■ **Set exercise**: Give the data below again exactly as it stands. Omit the pictures.

■ **Data supplied**:
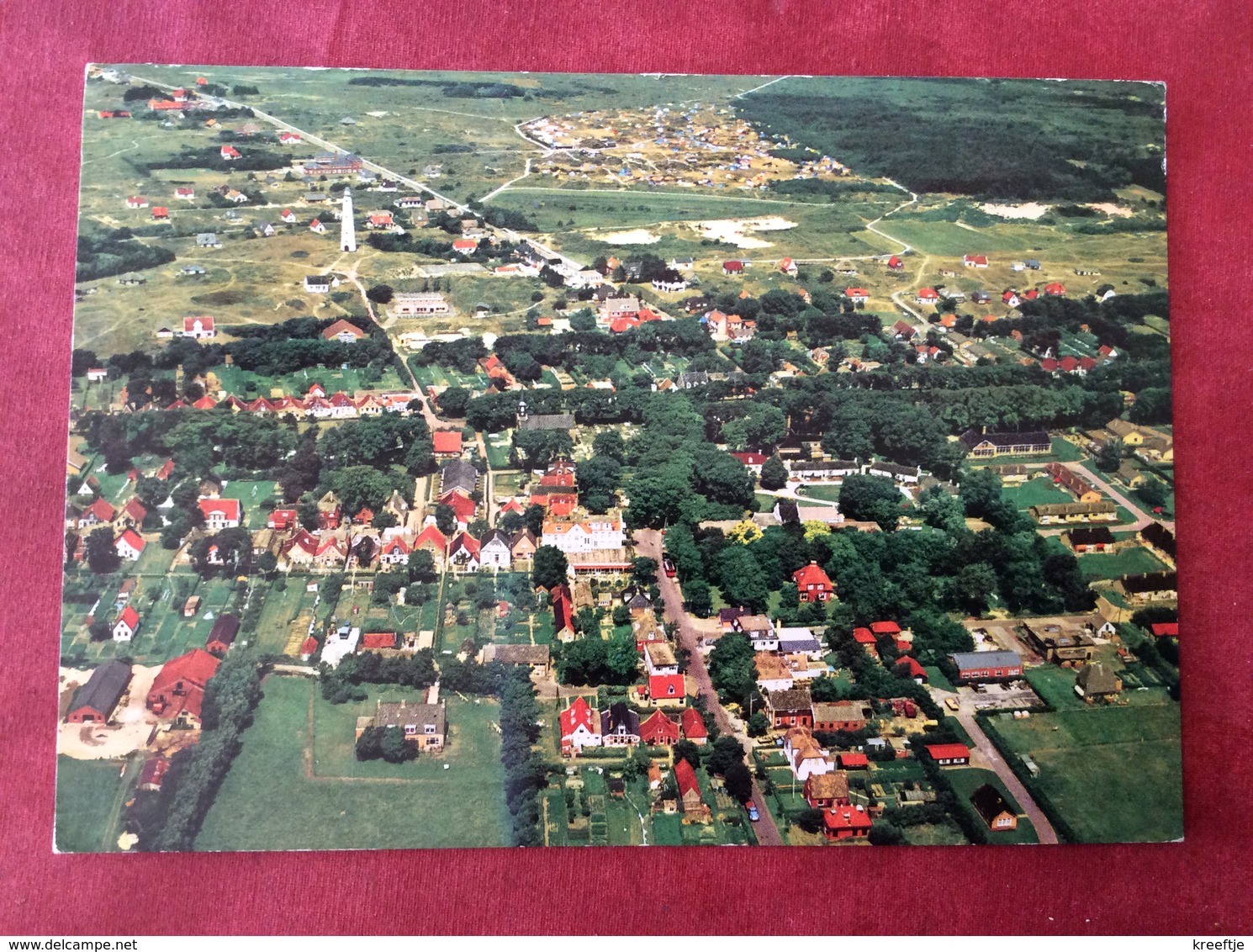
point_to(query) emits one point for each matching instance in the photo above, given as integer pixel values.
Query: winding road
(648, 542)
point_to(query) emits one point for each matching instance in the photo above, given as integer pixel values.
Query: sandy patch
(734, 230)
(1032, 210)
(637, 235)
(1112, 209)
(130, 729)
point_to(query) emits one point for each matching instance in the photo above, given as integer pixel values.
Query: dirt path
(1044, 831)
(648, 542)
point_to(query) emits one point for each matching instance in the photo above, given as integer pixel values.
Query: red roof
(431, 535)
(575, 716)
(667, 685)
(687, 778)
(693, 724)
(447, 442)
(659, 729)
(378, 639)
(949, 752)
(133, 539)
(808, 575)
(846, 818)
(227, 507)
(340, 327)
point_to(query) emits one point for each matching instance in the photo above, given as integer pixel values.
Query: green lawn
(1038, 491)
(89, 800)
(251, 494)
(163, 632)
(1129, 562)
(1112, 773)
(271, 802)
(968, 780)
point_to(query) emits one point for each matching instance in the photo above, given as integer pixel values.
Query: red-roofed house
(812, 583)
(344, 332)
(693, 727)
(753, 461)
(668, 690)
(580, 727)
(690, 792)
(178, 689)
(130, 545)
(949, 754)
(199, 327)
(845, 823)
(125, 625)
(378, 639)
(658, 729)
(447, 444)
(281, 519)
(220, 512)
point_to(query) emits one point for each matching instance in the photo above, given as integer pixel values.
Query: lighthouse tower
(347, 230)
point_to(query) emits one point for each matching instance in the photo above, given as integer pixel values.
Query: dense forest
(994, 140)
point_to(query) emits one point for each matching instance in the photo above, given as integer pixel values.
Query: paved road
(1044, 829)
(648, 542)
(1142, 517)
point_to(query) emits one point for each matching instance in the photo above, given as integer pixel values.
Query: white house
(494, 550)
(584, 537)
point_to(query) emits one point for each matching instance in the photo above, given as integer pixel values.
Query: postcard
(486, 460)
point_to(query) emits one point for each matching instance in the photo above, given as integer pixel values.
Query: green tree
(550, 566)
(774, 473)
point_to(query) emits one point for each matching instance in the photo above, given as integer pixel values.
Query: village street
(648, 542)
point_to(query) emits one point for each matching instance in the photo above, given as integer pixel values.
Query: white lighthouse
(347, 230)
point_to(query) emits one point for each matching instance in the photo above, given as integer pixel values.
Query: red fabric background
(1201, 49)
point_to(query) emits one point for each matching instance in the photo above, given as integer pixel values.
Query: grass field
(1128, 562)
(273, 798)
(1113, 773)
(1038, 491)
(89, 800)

■ **Task response**:
point_to(query) emits one point for each matching instance in the photo above, given as integer pixel values.
Query: winding road
(648, 542)
point_to(query) emits one point for each matching instance in the photo above, given as integer pixel values.
Query: sandy patch
(734, 230)
(1032, 210)
(637, 235)
(1112, 209)
(130, 729)
point_to(query) emits one point for each matching instance in the photo above, given as integer pixel values.
Query: dirt path
(1044, 831)
(648, 542)
point_to(query) emits one point for each matching instance in the photo above, given as integer pixel values.
Query: red roof
(431, 535)
(575, 716)
(667, 685)
(687, 778)
(693, 724)
(447, 442)
(659, 729)
(378, 639)
(949, 752)
(133, 539)
(808, 575)
(846, 818)
(227, 507)
(340, 327)
point_to(query) emits one point for each matching instance in the photo above, given as integer pixel values.
Query: green lawn
(1038, 491)
(89, 800)
(251, 494)
(163, 632)
(1129, 562)
(1112, 773)
(271, 802)
(968, 780)
point_to(query) emits one point for each matching instance in the photo above, given as integer pixel values.
Query: red-roofed house
(812, 583)
(344, 332)
(693, 727)
(753, 461)
(668, 690)
(580, 727)
(690, 792)
(178, 689)
(130, 545)
(949, 754)
(199, 327)
(845, 823)
(125, 625)
(378, 639)
(658, 729)
(447, 444)
(281, 519)
(220, 512)
point_to(query) emits one point for each matching instance in the photo above, given as integer pixel values.
Query: lighthouse tower
(347, 230)
point_to(query) emits one point for each matching instance in the photo above, given as integer pixel values.
Query: dense forest
(994, 140)
point_to(query) emits one point for each matching instance in the photo above, given as integer pixel values.
Query: paved road
(1044, 829)
(648, 542)
(1142, 517)
point_to(query) emits one point for each matching instance in the photo above, given as integer pixel values.
Query: white house
(494, 550)
(584, 537)
point_to(query) emits one point for each matching instance in the photo above, given as integer pixel values.
Query: postcard
(486, 460)
point_to(query) emits one point for each matching instance in the photo above, given as integer pixel values.
Query: green tree
(550, 566)
(774, 473)
point_to(query) emits one point for each matching instance in the photo above, given as integer pixel values.
Query: village street
(648, 542)
point_to(query) emits one point for each matching instance in the photo above, given as integer pixel values.
Query: white lighthouse
(347, 230)
point_to(query) emits one point for each matching instance in the photo above, given as integer pixel values.
Query: red fabric background
(1201, 49)
point_to(query) emits one point for each matching instance in the photo above, given as integer pixel values.
Query: grass field
(1128, 562)
(273, 798)
(1113, 773)
(1038, 491)
(89, 800)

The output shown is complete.